### SHORT EXERCISE
Gather every line in the items below that contains the string "TARGET", and copy each of those lines in full.

### RECORDS TO PROCESS
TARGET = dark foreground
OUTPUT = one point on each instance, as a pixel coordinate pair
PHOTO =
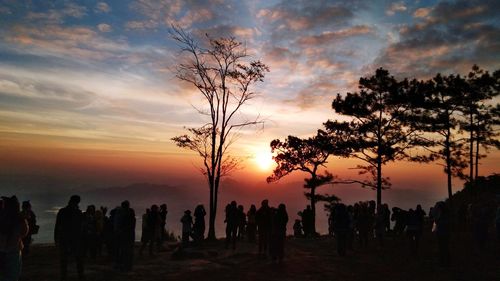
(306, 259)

--

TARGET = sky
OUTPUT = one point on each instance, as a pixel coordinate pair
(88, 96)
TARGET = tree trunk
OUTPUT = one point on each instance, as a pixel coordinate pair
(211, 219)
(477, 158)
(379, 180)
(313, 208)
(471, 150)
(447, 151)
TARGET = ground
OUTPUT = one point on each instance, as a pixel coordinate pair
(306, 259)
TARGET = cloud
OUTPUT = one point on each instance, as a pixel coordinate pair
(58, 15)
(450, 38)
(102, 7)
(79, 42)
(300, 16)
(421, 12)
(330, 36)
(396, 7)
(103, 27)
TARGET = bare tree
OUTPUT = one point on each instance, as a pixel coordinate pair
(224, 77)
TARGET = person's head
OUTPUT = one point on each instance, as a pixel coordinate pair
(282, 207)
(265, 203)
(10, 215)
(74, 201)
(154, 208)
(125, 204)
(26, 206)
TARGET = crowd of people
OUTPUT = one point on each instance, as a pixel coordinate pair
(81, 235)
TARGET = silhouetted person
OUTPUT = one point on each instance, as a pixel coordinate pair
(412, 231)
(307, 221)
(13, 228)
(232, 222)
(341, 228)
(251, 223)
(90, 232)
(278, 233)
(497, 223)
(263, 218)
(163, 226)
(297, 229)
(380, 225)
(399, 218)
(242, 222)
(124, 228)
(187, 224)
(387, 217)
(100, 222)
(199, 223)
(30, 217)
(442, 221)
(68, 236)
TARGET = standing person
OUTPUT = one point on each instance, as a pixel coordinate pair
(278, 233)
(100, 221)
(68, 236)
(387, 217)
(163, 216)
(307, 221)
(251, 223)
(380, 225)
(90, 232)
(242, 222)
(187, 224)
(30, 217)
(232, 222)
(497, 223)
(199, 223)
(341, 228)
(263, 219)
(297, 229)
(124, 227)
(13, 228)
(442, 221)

...

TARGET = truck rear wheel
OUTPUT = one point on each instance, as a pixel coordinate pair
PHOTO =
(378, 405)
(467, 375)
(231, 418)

### ANSWER BELOW
TARGET = dark foreground
TARGET = sky
TARGET = tree trunk
TARGET = ground
TARGET = cloud
TARGET = bare tree
TARGET = person's head
TARGET = crowd of people
TARGET = silhouetted person
TARGET = standing person
TARGET = truck rear wheel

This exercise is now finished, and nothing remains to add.